#### CONSIGNES:
a. Recopiez à l'identique le passage de la retranscription sur la Gestalt-thérapie qui commence par « Nous perdons la » et se poursuit jusqu'à « blesser l’autre personne. ».
b. Résumez en deux phrases la retranscription sur la Gestalt-thérapie.
### TEXTE EXTRAIT ###
Ceci est la retranscription d’une vidéo Youtube de Fritz Perls. On le voit animer et expliquer des concepts de Gestalt-thérapie, notamment l’awareness (définition à découvrir ici).
Ce que vous allez lire est la version écrite des sous-titres de la vidéo. Je vous invite à visionner la vidéo ici :
Je vous préviens : la vidéo semble commencer en plein milieu d’une phrase
Le Hot seat
P (=Perls) : … mais dans les deux cas nous avons un point commun.
Dans les deux cas, nous vivons avec un processus d’apprentissage. L’apprentissage a été mal compris. Ma définition de l’apprentissage, c’est découvrir que quelque chose est possible. Ce n’est pas seulement absorber une information, et ce que je veux, c’est vous montrer ici qu’il est possible de découvrir les façons donc vous pouvez croitre et développer votre potentiel et comment les difficultés de vos vies …
Bien sûr on ne peut pas faire ça dans un bref atelier.
Mais peut-être que je peux planter quelques graines, ôter quelques-uns des couvercles qui vont ouvrir de nouvelles possibilités. Laissez-moi le répéter encore une fois :
Apprendre, c’est découvrir que quelque chose est possible.
Nous perdons la plus grande partie de notre énergie pour des jeux auto destructeurs ou d’auto prévention. J’ai déjà mentionné que nous faisons cela pour nous prémunir de la croissance. A l’instant même, quelque chose de désagréable survient. À cet instant nous devenons phobiques, nous fuyons, nous nous désensibilisons. Nous faisons toutes sortes de choses pour éviter le processus de croissance. Encore une fois nous devons aller plus loin, et voir que la souffrance névrotique c’est une souffrance en imagination, souffrir en fantasme. Quelqu’un vous traite de fils de pute, et vous pensez que vous souffrez, vous êtes blessé, mais ne souffrez pas ! Il n’y a pas de contusion, pas de blessure. C’est ce qu’on appelle votre égo ou votre vanité, qui est blessé. On peut aller plus loin : quand vous dites que vous êtes blessé, vous vous sentez vindicatif et vous voulez blesser l’autre personne.
Alors ce que j’aimerais faire pour commencer, c’est demander à quelques-uns d’entre vous de venir sur le hot seat pour travailler sur les bases phénoménologiques, ce qui signifie sur l’awareness du processus en cours.
- Si vous vivez dans le présent, vous utilisez tout ce qui est disponible
- Si vous vivez dans votre ordinateur dans votre machine à penser, ou dans les réponses obsolètes qui sont une manière rigide de faire face à la vie, vous restez coincé.
### LISTE AFFICHÉE ###
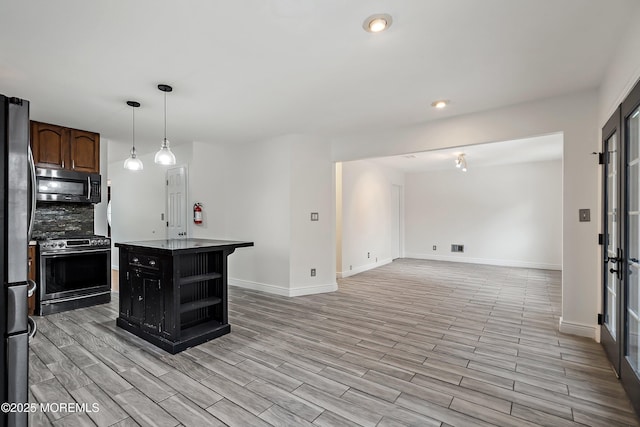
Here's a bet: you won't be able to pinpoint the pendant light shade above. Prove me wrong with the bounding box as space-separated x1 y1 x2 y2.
153 84 176 166
124 101 144 171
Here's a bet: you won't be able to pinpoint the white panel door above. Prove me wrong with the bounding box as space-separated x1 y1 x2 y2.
167 166 188 239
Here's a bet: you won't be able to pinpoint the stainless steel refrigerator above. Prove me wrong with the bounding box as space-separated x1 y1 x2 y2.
0 95 34 427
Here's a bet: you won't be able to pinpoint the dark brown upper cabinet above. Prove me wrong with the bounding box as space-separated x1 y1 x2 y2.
31 121 100 173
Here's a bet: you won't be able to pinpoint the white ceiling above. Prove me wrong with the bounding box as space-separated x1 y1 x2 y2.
0 0 639 158
369 133 563 172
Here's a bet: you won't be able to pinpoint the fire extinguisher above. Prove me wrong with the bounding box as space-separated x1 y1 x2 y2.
193 203 202 224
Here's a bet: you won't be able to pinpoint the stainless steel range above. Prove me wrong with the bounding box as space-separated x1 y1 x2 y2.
36 236 111 315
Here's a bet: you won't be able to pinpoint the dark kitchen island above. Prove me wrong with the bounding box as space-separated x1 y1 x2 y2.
116 239 253 354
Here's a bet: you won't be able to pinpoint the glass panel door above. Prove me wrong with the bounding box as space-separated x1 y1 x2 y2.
625 109 640 374
618 84 640 412
601 111 622 373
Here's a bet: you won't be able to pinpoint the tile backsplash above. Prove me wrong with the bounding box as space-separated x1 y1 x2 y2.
31 202 93 240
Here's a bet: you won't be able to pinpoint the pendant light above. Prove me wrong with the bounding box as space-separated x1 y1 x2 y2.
153 84 176 166
124 101 144 171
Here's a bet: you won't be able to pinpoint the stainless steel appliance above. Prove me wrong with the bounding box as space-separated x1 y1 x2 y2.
36 168 101 203
0 95 35 427
36 236 111 315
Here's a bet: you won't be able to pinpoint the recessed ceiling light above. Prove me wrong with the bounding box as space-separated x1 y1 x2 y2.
431 99 449 109
362 13 393 33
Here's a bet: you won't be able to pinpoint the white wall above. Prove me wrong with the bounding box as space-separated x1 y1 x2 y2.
338 160 404 277
187 142 229 239
333 90 600 338
289 135 337 296
222 139 291 294
598 3 640 124
404 160 562 270
93 139 109 236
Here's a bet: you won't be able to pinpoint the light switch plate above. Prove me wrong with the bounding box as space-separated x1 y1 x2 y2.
578 209 591 222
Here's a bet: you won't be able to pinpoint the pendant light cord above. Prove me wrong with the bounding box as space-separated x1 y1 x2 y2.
131 106 136 154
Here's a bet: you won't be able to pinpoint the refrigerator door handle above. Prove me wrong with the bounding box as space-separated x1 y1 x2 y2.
27 144 36 239
27 316 38 341
27 279 38 298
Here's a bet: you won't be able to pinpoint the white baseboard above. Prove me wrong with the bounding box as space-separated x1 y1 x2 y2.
228 278 338 297
405 252 562 270
336 258 393 279
559 317 600 342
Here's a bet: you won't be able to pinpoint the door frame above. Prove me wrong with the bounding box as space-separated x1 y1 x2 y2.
600 108 624 377
619 78 640 414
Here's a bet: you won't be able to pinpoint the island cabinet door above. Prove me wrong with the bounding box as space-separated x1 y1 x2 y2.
143 277 166 333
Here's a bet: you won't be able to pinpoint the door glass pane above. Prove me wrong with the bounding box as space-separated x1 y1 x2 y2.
###
#### RÉSULTATS ATTENDUS:
a.
Nous perdons la plus grande partie de notre énergie pour des jeux auto destructeurs ou d’auto prévention. J’ai déjà mentionné que nous faisons cela pour nous prémunir de la croissance. A l’instant même, quelque chose de désagréable survient. À cet instant nous devenons phobiques, nous fuyons, nous nous désensibilisons. Nous faisons toutes sortes de choses pour éviter le processus de croissance. Encore une fois nous devons aller plus loin, et voir que la souffrance névrotique c’est une souffrance en imagination, souffrir en fantasme. Quelqu’un vous traite de fils de pute, et vous pensez que vous souffrez, vous êtes blessé, mais ne souffrez pas ! Il n’y a pas de contusion, pas de blessure. C’est ce qu’on appelle votre égo ou votre vanité, qui est blessé. On peut aller plus loin : quand vous dites que vous êtes blessé, vous vous sentez vindicatif et vous voulez blesser l’autre personne.

b. Perls définit l'apprentissage comme la découverte que quelque chose est possible. Il affirme que nous perdons la plus grande partie de notre énergie dans des jeux autodestructeurs pour éviter la croissance, puis propose de faire venir quelques participants sur le hot seat pour travailler sur l'awareness du processus en cours.